▶ _Required task_
Repeat the listing in full, preserving every character.

# START OF Extracted records

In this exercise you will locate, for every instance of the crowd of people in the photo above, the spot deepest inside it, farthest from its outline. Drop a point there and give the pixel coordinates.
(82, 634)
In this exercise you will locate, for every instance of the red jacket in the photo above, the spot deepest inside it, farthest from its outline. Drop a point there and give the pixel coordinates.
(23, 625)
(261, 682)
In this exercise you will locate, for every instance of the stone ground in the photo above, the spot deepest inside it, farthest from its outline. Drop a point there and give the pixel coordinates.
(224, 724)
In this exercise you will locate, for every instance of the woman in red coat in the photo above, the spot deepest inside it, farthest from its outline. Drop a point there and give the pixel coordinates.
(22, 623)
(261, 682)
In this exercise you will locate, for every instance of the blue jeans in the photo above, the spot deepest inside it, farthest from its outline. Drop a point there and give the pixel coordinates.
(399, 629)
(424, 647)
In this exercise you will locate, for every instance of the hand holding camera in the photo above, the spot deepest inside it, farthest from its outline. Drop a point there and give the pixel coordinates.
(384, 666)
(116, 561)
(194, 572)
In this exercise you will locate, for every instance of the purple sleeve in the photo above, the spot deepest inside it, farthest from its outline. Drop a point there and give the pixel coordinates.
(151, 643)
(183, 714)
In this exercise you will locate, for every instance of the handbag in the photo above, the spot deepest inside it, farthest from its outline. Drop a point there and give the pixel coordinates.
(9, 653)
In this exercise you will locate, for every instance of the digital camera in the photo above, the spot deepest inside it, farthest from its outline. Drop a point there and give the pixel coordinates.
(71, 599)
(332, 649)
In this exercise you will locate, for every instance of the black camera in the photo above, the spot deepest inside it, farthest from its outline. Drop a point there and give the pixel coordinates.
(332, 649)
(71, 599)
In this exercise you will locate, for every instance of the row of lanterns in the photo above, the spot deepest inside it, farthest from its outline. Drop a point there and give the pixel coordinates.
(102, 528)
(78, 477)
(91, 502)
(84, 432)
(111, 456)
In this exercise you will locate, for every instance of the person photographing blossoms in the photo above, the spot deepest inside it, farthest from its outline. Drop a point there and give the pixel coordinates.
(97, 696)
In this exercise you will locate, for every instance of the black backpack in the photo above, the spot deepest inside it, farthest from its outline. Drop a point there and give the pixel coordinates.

# END OF Extracted records

▶ _Task result_
In this exercise you will locate, for every instance of the crowd of people in the photo above, the spot deepest inside it, farthest from its outline. Drop a point there and give the pixel coordinates.
(82, 634)
In this exercise you will locate, for every instance of the red jacket in the photo above, the spot deepest inside it, farthest from its outline. Drop a point there and give the pixel coordinates.
(23, 625)
(261, 682)
In this exercise you will locate, for every instance of the stone ground in the photo above, the spot deepest inside it, farthest from its outline. Drop a point there and give the pixel coordinates.
(224, 724)
In this exercise you will locate, for every instance of the woman in red coat in the photo above, the spot deepest inside it, farthest from its outline. Drop a point there and give the pixel coordinates.
(22, 623)
(261, 682)
In this exercise you will locate, for every instance of the blue jeans in the photo above, the spot deepest inside it, farthest from its outline. Drop a point there and give the pixel coordinates.
(399, 629)
(424, 647)
In this exercise you will locate, for every instance of the hand holding camera in the photo above, the spot deepest inside it, farthest from its outline. Drop a point there and give the pixel coordinates.
(384, 666)
(116, 561)
(194, 572)
In this exercise you will locate, for every instance of the purple sleeve in the photo above, the spot deepest inside it, farthest from its outline. Drop a point there and give the pixel coordinates.
(151, 643)
(183, 714)
In this exercise you will locate, for every instance of the handbag in the photo above, the spot deepest inside it, farthest from its outline. Drop a point there and give the pixel coordinates.
(9, 653)
In this exercise you will locate, for every instance of the digital camera in the photo above, the spot deepest inside it, farthest from its outline. Drop a point there and give the pixel coordinates.
(71, 599)
(332, 649)
In this exercise you will locate, for every instance of the black camera in the photo above, the spot deepest inside it, farthest from its outline. Drop a point there and give the pixel coordinates.
(332, 649)
(71, 599)
In this exercise you will locate, for every instance of the row of lanterns in the photo above, the spot deepest inside it, farthest from its outline. Drop a point there and give the pixel coordinates.
(102, 528)
(78, 477)
(91, 502)
(84, 432)
(111, 456)
In this exercise you will locate, for every instance of the person photographing blossoms in the photo above, the spot deepest inside it, farthest from its outline. Drop a point there and give the pixel coordinates.
(97, 696)
In this exercise you will locate, for every instance of the black backpack in the photo above, the spot deepest inside it, farthest from its outline. Drop a point there and give the pixel coordinates.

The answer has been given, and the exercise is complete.